Problem requirements ▸ Below is a listing; write it out exactly and drop any images from it.

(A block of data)
** begin **
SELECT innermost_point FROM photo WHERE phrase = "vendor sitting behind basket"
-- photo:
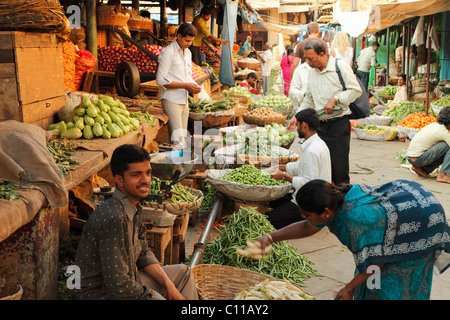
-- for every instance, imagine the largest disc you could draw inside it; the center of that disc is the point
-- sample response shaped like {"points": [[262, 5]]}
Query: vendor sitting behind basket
{"points": [[250, 82], [314, 163], [400, 95], [430, 148]]}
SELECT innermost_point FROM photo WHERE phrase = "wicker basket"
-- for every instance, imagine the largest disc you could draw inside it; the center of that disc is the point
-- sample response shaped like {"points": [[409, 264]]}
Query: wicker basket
{"points": [[112, 20], [216, 282], [11, 292], [212, 119], [179, 208], [248, 65], [262, 121], [363, 134]]}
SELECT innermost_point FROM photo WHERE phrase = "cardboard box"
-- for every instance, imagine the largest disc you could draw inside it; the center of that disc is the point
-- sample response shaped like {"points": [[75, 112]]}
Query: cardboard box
{"points": [[31, 77]]}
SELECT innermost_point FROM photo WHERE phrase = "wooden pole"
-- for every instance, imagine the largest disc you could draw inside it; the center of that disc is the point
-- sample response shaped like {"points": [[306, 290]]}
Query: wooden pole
{"points": [[388, 41], [91, 27], [408, 44], [427, 97]]}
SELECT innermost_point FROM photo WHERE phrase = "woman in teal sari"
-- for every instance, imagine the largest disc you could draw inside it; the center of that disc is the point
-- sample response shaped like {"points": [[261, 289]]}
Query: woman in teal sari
{"points": [[397, 230]]}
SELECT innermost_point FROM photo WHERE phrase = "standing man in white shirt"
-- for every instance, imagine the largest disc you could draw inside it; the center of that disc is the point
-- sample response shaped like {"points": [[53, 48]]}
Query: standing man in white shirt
{"points": [[324, 93], [430, 148], [174, 78], [266, 65], [366, 60], [314, 163]]}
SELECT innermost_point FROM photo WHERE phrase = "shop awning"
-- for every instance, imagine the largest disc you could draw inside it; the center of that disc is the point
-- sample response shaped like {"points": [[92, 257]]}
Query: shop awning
{"points": [[382, 16]]}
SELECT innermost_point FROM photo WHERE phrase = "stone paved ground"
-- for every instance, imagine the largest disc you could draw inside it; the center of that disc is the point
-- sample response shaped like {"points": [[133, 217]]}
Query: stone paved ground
{"points": [[372, 163]]}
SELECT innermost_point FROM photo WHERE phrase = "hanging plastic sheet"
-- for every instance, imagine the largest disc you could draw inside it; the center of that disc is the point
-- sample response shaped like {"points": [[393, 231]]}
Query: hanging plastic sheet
{"points": [[226, 75]]}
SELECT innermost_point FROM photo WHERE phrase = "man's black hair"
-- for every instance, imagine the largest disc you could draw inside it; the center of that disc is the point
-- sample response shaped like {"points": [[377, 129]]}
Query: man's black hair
{"points": [[251, 75], [126, 154], [310, 117], [316, 45], [187, 29], [444, 116]]}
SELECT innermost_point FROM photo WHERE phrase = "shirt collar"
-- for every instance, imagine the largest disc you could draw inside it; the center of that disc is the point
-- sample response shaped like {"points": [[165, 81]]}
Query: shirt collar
{"points": [[129, 208], [308, 141]]}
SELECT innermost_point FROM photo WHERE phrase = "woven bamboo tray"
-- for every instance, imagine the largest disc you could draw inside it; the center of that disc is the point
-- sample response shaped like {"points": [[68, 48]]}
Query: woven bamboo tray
{"points": [[212, 119], [248, 65], [216, 282], [262, 121], [112, 20], [11, 292], [179, 208]]}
** end **
Solution to this exercise ▸
SELECT innermost_point FROM photo WHERE phrase = "vendor sitting behind basket"
-- photo:
-- for every instance, imagine the largest disc you could draw inside it; the center of that disc is the point
-- sample response shaped like {"points": [[262, 5]]}
Query: vendor sitting behind basket
{"points": [[250, 82], [314, 163], [400, 95], [430, 148]]}
SELECT innermost_point FROM photo WHERE phrase = "wicker basket"
-- for every instance, imagine the largest disc you could draw inside it; the center of that disc is the point
-- sample response shaped like {"points": [[409, 264]]}
Query: wicker basket
{"points": [[112, 20], [216, 282], [11, 292], [212, 119], [179, 208], [248, 65], [262, 121], [363, 134]]}
SELECT innermost_point FROM photo WHERE phrase = "cardboard box"
-- for every instance, imagine the largest disc you could draw inside it; the center of that disc is the point
-- sample response shaped like {"points": [[75, 112]]}
Query: cardboard box
{"points": [[31, 77]]}
SELECT innermost_point FROM photo WHERE phrase = "wooden pole"
-- for every instance, imagine the largest disc you could draw inside it; the center of that disc is the point
-- sample response shaped like {"points": [[306, 290]]}
Query: wooden pole
{"points": [[388, 41], [91, 27], [408, 44], [427, 97]]}
SELECT innermost_point FROM photo WHERE phrase = "woman in teal sari"
-- for every instance, imagine the largest disc you could draw inside it; the center of that disc is the point
-- sample response shaped like {"points": [[261, 289]]}
Query: woman in teal sari
{"points": [[397, 230]]}
SELECT innermost_point FROM photo WHERE phrase = "standing man in white shirt"
-- for every instance, imagine the largest disc you could draw inside it; the center of that disc is the point
-- sample response shaped like {"points": [[53, 48]]}
Query: standing man in white shirt
{"points": [[324, 93], [430, 148], [174, 78], [266, 65], [366, 60], [314, 163]]}
SELECT innermost_point FROM photo WHERE phrase = "shop awning"
-- for every instance, imagine the largest disc you could draw inside it; the center of that disc is the point
-- sample response shaped like {"points": [[92, 257]]}
Query: shop awning
{"points": [[382, 16]]}
SELECT innermost_point FROM photo WHERE phrase = "stone paved ground"
-- for every instance, imagine the largest disc you could draw inside it; the center of that disc is the point
-- sample response shaped like {"points": [[133, 217]]}
Query: stone paved ground
{"points": [[372, 163]]}
SELECT innermost_point FROM photo WHERE phrase = "hanging plastic sheet"
-- for every instance, imagine the largest disc you could draw inside it; the center of that disc is the point
-- sample response shaped like {"points": [[393, 231]]}
Query: hanging plastic sheet
{"points": [[226, 75]]}
SELECT innermost_point FROM photo WHERE phrase = "man's black hair"
-- for every instance, imagine the largest disc you could draw inside it; the center of that disc is the point
-- sample response shaped like {"points": [[377, 129]]}
Query: man's black hair
{"points": [[251, 75], [126, 154], [310, 117], [316, 45], [187, 29], [444, 116]]}
SELECT innermost_point FROM photo WHERE phrase = "shirt collar"
-- for every instance, imagine the largest disc you could draw inside it; the center of that disc is the point
-- sample response shaped like {"points": [[165, 81]]}
Query: shirt collar
{"points": [[129, 208], [308, 141]]}
SELECT innermost_point FROM photo WHERE phrase = "woven bamboo tray"
-- for every instance, imagine the largest disc you could draw inside it; the center of that disc is the point
-- sample response shaped like {"points": [[68, 48]]}
Query: woven bamboo tray
{"points": [[212, 119], [248, 65], [216, 282], [262, 121], [112, 20], [11, 292], [179, 208]]}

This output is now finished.